## Start AVAILABLE RECORDS

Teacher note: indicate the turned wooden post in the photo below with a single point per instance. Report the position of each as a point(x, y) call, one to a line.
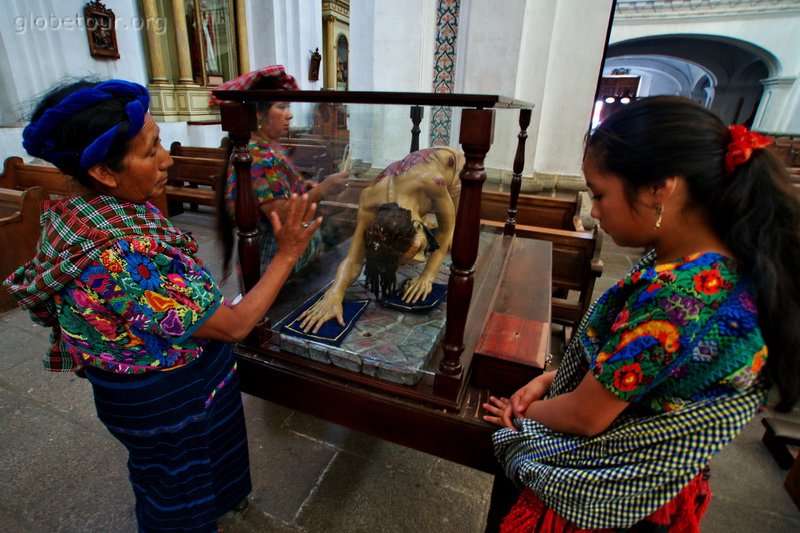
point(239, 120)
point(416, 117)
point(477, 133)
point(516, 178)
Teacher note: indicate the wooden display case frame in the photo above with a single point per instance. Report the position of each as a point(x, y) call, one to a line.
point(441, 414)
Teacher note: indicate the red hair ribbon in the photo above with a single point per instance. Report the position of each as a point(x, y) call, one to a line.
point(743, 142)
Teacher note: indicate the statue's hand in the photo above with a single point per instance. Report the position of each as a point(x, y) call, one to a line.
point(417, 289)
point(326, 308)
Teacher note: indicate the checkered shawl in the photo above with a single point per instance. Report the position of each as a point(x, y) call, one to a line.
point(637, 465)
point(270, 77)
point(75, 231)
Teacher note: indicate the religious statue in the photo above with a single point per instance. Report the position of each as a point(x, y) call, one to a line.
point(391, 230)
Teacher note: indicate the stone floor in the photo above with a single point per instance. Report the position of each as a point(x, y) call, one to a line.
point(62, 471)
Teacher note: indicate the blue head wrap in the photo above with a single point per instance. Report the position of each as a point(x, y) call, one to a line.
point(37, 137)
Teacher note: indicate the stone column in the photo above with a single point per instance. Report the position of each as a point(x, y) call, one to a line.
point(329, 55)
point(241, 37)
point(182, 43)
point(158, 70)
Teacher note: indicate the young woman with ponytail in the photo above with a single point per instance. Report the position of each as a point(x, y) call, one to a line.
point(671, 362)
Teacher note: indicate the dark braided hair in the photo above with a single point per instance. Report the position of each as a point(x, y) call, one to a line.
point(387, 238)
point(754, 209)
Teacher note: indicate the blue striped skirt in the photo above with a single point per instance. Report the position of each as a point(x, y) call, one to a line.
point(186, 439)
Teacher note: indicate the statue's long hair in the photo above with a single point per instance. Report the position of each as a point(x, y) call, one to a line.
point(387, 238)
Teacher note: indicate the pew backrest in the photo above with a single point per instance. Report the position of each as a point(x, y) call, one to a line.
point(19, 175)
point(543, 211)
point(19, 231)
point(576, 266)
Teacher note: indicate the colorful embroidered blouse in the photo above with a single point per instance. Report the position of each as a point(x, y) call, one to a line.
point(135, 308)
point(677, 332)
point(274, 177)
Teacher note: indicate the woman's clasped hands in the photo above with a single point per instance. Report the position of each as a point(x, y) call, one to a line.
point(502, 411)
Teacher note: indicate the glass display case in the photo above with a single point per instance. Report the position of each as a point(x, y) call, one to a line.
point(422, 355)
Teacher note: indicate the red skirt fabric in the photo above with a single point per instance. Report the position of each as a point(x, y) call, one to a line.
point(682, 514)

## End AVAILABLE RECORDS
## Start AVAILABLE RECORDS

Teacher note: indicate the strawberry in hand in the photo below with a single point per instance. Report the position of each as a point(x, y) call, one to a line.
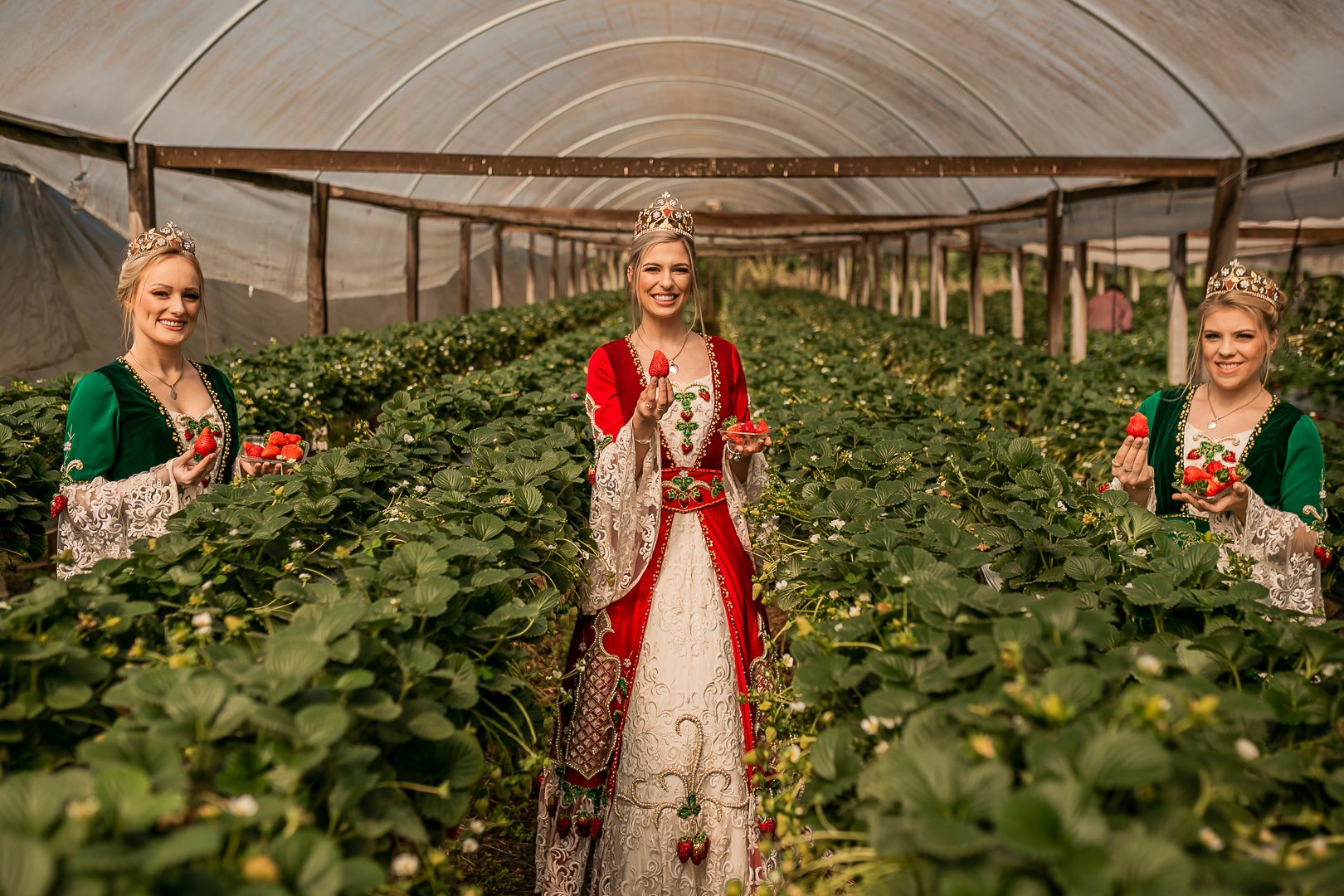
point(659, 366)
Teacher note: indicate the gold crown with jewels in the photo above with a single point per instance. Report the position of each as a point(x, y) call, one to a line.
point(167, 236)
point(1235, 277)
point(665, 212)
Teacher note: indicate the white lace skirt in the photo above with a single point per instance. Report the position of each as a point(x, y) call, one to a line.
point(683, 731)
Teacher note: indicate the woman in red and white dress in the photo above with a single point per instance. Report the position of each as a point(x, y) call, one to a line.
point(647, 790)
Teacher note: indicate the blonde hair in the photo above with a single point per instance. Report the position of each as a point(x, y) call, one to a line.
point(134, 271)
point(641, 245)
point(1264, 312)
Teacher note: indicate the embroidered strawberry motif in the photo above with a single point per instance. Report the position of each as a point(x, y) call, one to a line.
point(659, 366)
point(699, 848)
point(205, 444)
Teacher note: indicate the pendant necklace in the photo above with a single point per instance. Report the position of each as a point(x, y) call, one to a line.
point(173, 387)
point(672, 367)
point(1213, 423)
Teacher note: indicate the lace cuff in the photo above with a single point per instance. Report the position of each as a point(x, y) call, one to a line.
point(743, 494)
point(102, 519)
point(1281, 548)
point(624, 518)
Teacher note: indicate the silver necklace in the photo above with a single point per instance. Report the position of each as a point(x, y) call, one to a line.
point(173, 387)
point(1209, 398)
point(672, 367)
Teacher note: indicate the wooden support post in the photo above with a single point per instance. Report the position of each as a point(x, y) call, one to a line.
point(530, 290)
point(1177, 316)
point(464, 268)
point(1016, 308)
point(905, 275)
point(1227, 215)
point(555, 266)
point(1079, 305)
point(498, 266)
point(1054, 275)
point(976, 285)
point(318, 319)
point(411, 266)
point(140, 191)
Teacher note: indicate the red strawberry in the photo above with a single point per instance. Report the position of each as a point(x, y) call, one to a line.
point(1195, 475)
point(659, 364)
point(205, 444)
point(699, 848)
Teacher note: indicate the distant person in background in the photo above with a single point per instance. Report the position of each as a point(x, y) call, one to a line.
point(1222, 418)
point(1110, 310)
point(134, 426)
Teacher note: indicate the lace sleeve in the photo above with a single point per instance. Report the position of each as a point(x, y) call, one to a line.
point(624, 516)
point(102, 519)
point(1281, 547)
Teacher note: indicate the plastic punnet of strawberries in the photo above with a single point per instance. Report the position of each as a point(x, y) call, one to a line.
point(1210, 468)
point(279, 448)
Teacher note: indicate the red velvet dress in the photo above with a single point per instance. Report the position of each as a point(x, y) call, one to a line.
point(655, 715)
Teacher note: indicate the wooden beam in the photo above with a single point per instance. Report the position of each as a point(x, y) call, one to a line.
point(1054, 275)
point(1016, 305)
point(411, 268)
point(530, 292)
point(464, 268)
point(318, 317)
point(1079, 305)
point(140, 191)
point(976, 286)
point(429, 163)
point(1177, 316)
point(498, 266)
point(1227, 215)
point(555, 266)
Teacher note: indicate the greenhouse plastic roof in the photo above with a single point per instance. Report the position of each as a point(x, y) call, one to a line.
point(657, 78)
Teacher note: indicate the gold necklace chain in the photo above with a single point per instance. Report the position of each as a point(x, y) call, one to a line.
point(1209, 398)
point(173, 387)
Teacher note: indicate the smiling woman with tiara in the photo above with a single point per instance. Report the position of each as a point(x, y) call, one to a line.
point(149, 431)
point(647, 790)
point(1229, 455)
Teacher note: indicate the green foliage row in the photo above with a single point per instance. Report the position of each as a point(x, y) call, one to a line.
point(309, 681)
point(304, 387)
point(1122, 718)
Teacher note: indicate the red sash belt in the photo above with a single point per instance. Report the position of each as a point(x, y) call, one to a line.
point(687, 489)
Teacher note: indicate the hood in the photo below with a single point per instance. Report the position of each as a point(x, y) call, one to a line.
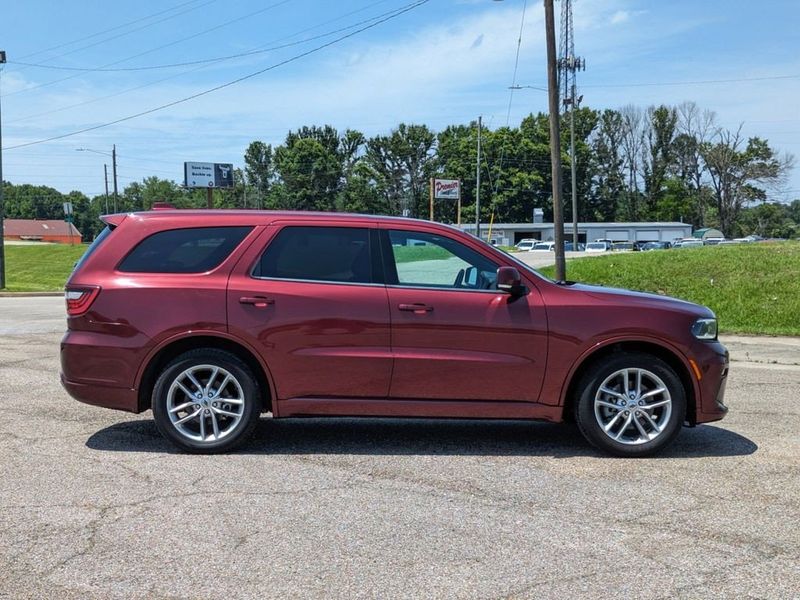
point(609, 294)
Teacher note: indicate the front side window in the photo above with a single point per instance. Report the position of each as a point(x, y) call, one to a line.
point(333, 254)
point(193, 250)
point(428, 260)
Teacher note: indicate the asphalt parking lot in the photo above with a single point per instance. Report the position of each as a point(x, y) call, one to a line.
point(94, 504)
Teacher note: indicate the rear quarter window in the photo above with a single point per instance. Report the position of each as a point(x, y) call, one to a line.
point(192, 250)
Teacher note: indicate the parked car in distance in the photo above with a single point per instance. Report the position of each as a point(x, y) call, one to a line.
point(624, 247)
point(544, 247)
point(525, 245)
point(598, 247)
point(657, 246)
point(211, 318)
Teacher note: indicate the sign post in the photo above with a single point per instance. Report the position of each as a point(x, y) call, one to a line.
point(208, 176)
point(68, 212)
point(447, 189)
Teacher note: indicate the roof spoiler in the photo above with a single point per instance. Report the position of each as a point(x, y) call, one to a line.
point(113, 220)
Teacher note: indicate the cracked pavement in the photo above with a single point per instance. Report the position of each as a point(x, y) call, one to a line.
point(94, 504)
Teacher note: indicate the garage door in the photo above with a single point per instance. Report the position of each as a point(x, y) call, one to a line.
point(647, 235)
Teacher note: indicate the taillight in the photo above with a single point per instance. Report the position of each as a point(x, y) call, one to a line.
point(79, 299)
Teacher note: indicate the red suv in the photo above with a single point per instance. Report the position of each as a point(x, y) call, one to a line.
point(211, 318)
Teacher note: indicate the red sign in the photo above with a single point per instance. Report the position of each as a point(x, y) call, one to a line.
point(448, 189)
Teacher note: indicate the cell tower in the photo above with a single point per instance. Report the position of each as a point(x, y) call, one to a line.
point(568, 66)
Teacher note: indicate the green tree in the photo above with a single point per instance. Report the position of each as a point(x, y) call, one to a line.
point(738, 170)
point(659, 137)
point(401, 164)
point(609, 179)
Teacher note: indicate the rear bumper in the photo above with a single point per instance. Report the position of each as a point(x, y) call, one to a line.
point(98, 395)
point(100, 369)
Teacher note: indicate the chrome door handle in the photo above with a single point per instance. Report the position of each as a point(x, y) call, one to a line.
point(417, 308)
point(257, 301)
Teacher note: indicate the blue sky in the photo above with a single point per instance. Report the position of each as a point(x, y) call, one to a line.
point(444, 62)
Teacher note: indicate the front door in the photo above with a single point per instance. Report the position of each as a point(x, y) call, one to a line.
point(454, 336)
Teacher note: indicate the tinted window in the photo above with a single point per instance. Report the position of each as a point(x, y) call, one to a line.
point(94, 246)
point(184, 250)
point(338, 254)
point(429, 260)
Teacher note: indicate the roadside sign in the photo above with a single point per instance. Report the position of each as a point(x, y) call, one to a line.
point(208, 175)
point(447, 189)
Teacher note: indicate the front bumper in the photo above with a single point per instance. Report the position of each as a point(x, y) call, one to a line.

## End AVAILABLE RECORDS

[WHAT THE TASK REQUIRES]
Rewrite the stretch from the line containing "Teacher note: indicate the lace sleeve" through the line containing "point(1281, 547)", including the request line, with each point coordinate in the answers multiplied by 1.2 and rounded to a whole number, halves going up.

[SOLUTION]
Teacher note: indicate the lace sleeve in the photo above with a single point per instance. Report the position of each as a point(x, y) call, one to a line.
point(749, 619)
point(122, 623)
point(1537, 656)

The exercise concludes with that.